TASK LIST →
**a)** Copy the passage in the article on the Gambia water and sanitation project from "The exercise is" up to and including "project intervention sites.", word for word.
**b)** Pick up the article on the Gambia water and sanitation project right after its final sentence and keep writing it.

EXTRACTED TEXT →
# # #

Lamin M. Camara revealed that as more countries are experiencing water and sanitation stress, potable and affordable drinking water and better sanitation systems require investment in infrastructure to provide water and sanitation facilities to vulnerable people and communities.
He was speaking at the end of a massive environmental monitoring of the Gambia Climate Smart Rural Water and Sanitation (CSRWASH) Project that targets about 144 communities within five administrative regions of West Coast, Lower River, North Bank, Central River and Upper River regions.
The exercise is in reference to the approved Environment & Social Management Plan (ESMP) document prepared to guide the constructions and operational phases of the (CSRWASH) project in relation to environmental and social ramifications in order to verify the implementation mitigation commitments and recommendations to the contractors and their teams.
According to him, it is a requirement for an environmental monitoring and supervisions to be conducted within the project sites, much so with the fact that contractors have started the drilling operations of the boreholes and construction of sanitary facilities at some of the project intervention sites.
The exercise, he pointed out availed officers to collect meaningful and relevant information and recommendations to improve mitigation measures to be undertaken during implementation of the project.
Speaking to this medium just after the completion of the exercise, Camara disclosed that the exercise among other things ensures that mitigation measures against the possible degradation of the areas as stated in the ESMP document are fully implemented during the project implementation cycle.
“…and to ensure that the project is developed and operates in accordance with relevant environmental legislations of The Gambia including the National Environment Management Act, (NEMA)1994.”
He explained that the selection of project intervention sites or localities was based on key factors which include but not limited to the following: the current poverty level, population size, water point coverage, child mortality and incidence of water borne diseases associated with the locality identified.
“The project mainly focused on two core components which are the rehabilitation of existing water facilities/infrastructure, and the construction of new water supply and sanitation infrastructures. The specific activities include the drilling of boreholes and building of water distribution facilities, water troughs for livestock and solid and liquid waste management infrastructure.”

# # #

DATA FOR ANALYSIS →
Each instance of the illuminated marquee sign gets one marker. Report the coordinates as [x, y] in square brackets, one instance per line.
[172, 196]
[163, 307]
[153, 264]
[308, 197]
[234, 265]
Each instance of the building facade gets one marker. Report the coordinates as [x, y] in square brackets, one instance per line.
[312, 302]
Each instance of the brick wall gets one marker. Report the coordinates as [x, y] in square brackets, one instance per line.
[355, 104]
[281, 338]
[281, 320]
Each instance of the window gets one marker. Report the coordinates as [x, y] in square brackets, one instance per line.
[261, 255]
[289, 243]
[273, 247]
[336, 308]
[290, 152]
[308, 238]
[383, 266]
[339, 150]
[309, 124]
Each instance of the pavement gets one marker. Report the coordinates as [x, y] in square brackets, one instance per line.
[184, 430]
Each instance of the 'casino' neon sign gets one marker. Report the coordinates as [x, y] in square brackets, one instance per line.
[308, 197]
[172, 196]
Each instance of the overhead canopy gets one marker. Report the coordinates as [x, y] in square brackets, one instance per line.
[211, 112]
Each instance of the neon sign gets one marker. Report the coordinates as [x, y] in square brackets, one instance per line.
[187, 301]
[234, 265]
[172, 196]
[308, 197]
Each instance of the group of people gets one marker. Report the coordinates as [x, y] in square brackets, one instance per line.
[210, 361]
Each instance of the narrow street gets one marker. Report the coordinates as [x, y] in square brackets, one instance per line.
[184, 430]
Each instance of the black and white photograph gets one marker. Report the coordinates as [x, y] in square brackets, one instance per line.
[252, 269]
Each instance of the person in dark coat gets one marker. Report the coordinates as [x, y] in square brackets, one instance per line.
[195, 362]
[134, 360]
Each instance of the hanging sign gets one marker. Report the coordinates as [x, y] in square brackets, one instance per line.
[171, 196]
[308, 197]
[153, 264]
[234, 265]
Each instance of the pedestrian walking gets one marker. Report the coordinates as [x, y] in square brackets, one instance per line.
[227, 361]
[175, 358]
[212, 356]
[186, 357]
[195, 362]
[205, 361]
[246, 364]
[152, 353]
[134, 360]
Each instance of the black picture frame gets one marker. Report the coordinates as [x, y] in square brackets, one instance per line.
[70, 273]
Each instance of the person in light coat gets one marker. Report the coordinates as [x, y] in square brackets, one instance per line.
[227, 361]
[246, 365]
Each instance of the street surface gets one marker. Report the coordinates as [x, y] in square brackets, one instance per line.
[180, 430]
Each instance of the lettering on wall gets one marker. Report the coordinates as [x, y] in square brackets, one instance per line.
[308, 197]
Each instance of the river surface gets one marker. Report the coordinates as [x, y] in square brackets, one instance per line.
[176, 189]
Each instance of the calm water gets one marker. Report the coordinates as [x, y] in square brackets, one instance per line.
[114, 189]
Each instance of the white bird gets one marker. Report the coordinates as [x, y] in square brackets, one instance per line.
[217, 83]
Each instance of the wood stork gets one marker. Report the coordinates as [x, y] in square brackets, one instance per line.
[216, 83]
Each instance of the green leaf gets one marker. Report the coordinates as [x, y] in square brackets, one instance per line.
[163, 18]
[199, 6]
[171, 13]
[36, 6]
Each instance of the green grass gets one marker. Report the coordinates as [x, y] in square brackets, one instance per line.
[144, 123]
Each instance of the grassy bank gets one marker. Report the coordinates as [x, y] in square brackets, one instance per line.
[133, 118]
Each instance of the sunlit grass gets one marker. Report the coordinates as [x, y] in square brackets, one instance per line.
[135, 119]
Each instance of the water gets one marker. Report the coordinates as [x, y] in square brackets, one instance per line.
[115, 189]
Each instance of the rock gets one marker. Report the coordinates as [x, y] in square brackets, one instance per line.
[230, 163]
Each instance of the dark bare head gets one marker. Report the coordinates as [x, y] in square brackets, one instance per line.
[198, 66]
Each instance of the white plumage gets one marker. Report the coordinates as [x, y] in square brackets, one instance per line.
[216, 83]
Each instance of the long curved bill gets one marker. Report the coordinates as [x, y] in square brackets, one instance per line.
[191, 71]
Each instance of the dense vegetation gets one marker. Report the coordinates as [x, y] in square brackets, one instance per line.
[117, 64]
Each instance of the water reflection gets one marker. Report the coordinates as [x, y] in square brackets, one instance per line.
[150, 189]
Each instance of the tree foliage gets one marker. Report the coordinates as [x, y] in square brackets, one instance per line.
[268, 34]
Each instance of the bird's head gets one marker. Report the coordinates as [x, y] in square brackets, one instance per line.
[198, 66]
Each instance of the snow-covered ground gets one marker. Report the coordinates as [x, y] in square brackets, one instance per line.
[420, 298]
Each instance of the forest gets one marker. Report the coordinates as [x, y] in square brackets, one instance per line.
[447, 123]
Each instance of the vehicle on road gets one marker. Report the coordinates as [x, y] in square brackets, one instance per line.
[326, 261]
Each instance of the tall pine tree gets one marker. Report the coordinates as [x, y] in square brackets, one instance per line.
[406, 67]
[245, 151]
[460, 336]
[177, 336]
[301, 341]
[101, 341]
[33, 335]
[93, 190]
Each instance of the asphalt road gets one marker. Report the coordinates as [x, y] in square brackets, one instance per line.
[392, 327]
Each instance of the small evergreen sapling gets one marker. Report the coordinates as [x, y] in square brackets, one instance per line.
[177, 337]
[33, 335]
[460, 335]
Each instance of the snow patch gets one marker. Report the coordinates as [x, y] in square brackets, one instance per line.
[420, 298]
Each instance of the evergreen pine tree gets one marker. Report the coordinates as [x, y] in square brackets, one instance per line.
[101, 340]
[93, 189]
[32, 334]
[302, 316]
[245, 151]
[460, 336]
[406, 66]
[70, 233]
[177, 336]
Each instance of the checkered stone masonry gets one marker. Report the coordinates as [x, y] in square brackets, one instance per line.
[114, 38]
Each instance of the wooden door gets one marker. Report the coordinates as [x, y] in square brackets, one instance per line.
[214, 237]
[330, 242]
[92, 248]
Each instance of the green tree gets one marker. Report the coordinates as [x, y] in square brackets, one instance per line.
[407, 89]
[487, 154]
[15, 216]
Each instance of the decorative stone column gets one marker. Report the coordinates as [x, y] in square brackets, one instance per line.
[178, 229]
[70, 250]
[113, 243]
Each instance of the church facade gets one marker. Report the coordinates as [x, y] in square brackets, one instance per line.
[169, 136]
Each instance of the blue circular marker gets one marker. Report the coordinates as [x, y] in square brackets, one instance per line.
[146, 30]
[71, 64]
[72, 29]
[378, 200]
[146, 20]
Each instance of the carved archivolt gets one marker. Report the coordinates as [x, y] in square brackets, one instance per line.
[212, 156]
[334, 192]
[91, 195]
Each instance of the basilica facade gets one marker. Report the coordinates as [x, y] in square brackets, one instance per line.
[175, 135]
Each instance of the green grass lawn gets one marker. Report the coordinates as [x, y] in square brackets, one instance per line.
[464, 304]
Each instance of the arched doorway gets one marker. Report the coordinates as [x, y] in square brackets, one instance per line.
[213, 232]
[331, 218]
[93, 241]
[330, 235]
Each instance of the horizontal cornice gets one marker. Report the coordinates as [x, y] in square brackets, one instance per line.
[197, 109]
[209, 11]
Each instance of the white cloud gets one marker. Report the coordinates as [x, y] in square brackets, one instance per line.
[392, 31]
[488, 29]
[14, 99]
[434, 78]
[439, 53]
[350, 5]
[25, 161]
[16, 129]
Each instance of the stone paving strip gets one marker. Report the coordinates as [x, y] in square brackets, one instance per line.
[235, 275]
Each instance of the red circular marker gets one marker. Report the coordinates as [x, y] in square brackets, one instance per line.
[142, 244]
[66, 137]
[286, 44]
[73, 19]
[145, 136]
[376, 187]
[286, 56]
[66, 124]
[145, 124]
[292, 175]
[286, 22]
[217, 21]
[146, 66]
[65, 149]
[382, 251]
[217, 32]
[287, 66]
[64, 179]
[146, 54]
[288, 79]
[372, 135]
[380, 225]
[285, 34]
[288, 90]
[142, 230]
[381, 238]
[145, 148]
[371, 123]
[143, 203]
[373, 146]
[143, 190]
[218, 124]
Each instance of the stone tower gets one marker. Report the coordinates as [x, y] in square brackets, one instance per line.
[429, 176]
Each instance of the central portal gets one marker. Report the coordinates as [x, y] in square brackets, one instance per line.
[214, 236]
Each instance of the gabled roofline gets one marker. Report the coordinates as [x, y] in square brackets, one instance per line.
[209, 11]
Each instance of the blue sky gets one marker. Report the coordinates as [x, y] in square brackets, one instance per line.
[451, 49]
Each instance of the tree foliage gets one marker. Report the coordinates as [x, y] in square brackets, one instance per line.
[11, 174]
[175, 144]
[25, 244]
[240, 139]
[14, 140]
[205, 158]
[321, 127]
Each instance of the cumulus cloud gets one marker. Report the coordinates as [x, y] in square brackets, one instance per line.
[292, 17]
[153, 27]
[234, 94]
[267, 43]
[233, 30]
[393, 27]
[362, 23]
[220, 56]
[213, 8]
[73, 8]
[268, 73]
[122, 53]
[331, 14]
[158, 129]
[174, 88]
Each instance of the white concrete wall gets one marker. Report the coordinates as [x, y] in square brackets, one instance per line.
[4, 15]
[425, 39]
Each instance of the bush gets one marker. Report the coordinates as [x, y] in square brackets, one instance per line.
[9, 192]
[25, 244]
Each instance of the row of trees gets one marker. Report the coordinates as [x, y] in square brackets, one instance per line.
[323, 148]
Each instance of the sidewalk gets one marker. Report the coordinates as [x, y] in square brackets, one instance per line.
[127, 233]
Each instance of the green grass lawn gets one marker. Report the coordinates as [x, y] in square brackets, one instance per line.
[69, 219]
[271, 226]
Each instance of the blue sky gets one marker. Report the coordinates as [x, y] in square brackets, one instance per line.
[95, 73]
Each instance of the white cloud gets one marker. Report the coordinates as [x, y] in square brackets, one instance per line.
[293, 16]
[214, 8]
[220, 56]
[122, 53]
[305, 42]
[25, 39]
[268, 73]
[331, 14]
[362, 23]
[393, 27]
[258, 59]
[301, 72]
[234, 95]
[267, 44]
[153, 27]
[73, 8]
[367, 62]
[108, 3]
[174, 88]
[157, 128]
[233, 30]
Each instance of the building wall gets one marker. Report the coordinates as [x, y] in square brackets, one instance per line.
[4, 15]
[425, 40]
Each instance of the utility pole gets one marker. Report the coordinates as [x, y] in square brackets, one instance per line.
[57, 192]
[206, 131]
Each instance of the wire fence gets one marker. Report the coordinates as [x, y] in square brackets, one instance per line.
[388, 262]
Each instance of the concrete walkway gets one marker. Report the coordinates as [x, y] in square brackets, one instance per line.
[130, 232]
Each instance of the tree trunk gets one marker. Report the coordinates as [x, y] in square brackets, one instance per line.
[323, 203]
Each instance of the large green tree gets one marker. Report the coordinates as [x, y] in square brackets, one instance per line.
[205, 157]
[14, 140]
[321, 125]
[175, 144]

# # #

ANSWERS TO THE TASKS →
**a)**
The exercise is in reference to the approved Environment & Social Management Plan (ESMP) document prepared to guide the constructions and operational phases of the (CSRWASH) project in relation to environmental and social ramifications in order to verify the implementation mitigation commitments and recommendations to the contractors and their teams.
According to him, it is a requirement for an environmental monitoring and supervisions to be conducted within the project sites, much so with the fact that contractors have started the drilling operations of the boreholes and construction of sanitary facilities at some of the project intervention sites.

**b)**
Also monitored are the effects of vibration, dust and noise as major potential impacts that could emanate during dredging for pipe laying especially to those residents within the project influence zone. Emergency of STIs, injuries and related occupational health issues over short term were also discovered to be a major issue during project work. The activities of the project in clustered communities will have significant destruction of fauna and flora in intervention areas. The overall negative environmental and social impacts that are anticipated during project implementation could be minimised and managed if the mitigation measures proposed are duly implemented and adhered to during operation.
The project is trying to fulfill the regulatory requirement as far as quarterly monitoring basis is concerned. The working group comprises different stakeholders that go to the project site to inspect and scrutinise contractors’ commitments with regards to the implementation of the ESMP and mitigation commitments, and some of the damaging effects on the environment and social issues.
“As a corrective measure, we recommend were problems are seen and give them the correct way forward.” He said the contractors are up to fulfill all the requirement of the ESMP.
He concluded that sanitation systems aim to protect human health by providing a clean environment that will stop the transmission of disease, especially through the fecal–oral route.